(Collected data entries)
* * *
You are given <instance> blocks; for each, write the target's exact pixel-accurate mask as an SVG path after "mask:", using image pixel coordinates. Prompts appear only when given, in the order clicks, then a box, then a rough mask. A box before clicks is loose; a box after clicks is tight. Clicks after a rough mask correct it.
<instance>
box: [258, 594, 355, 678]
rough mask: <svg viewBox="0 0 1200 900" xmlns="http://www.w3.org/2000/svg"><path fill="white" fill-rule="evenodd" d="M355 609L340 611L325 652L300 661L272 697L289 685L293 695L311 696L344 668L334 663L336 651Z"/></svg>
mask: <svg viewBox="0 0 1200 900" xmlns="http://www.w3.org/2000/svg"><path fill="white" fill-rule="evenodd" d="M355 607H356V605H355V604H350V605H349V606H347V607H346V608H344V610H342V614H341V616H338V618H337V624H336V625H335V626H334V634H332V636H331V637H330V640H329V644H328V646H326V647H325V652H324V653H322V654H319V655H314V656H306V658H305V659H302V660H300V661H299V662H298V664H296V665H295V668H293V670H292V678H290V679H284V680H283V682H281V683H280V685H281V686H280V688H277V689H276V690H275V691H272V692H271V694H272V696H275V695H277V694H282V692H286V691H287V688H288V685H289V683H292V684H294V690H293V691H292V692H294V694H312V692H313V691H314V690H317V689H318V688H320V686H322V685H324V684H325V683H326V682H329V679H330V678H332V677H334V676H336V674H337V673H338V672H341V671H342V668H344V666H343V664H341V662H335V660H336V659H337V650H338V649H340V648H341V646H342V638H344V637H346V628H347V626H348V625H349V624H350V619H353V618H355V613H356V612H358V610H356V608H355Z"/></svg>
* * *
_JOB ITEM_. Transcribe the entries above line for line, keeping every character unchanged.

_SOLUTION_.
You are given <instance> blocks; for each, write the target's exact pixel-accurate mask as an SVG path after "mask:", using image pixel coordinates. Prompts appear only when given, in the order clicks, then a box, then a rough mask. A box before clicks is loose; a box after clicks is tight. Clicks after a rough mask correct it.
<instance>
box: [258, 594, 355, 678]
rough mask: <svg viewBox="0 0 1200 900" xmlns="http://www.w3.org/2000/svg"><path fill="white" fill-rule="evenodd" d="M355 609L340 611L325 652L300 661L272 697L289 685L293 695L311 696L344 668L334 663L336 651Z"/></svg>
mask: <svg viewBox="0 0 1200 900" xmlns="http://www.w3.org/2000/svg"><path fill="white" fill-rule="evenodd" d="M355 607H356V605H355V604H350V605H349V606H347V607H346V608H344V610H342V614H341V616H338V618H337V624H336V625H335V626H334V634H332V636H331V637H330V640H329V644H328V646H326V647H325V652H324V653H322V654H319V655H314V656H306V658H305V659H302V660H300V661H299V662H298V664H296V665H295V668H293V670H292V678H290V679H284V680H283V682H281V683H280V685H281V686H280V688H277V689H276V690H275V691H272V692H271V694H272V696H275V695H277V694H282V692H286V691H287V688H288V685H289V683H292V684H294V690H293V691H292V692H294V694H312V692H313V691H314V690H317V689H318V688H320V686H322V685H324V684H325V683H326V682H329V679H330V678H332V677H334V676H336V674H337V673H338V672H341V671H342V668H344V666H343V664H341V662H335V660H336V659H337V650H338V649H340V648H341V646H342V638H344V637H346V628H347V626H348V625H349V624H350V619H353V618H355V613H356V612H358V610H356V608H355Z"/></svg>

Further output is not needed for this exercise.